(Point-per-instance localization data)
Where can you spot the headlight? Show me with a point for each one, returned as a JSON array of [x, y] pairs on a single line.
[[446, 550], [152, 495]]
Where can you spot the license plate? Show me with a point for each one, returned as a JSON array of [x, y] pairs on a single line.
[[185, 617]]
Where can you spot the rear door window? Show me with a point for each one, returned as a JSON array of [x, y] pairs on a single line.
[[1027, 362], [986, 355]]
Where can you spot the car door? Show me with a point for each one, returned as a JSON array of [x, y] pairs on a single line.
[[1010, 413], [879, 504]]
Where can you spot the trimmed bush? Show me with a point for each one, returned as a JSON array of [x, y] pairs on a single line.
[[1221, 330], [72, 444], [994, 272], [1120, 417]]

## What to work on
The last part of the records is the answer, beginning at the line that holds "Where can you spot the car" and including the final line, repeated exactly.

## Reply to the task
Where can you spot the car door? Show me with a point for each one, returned as a JSON array of [x, y] pairs on a single line.
[[1010, 413], [879, 504]]
Where can you spot the trimmed bush? Show me with a point for each one, returned as a JSON array of [x, y] pairs on a single line.
[[1221, 330], [72, 444], [994, 272], [1120, 417]]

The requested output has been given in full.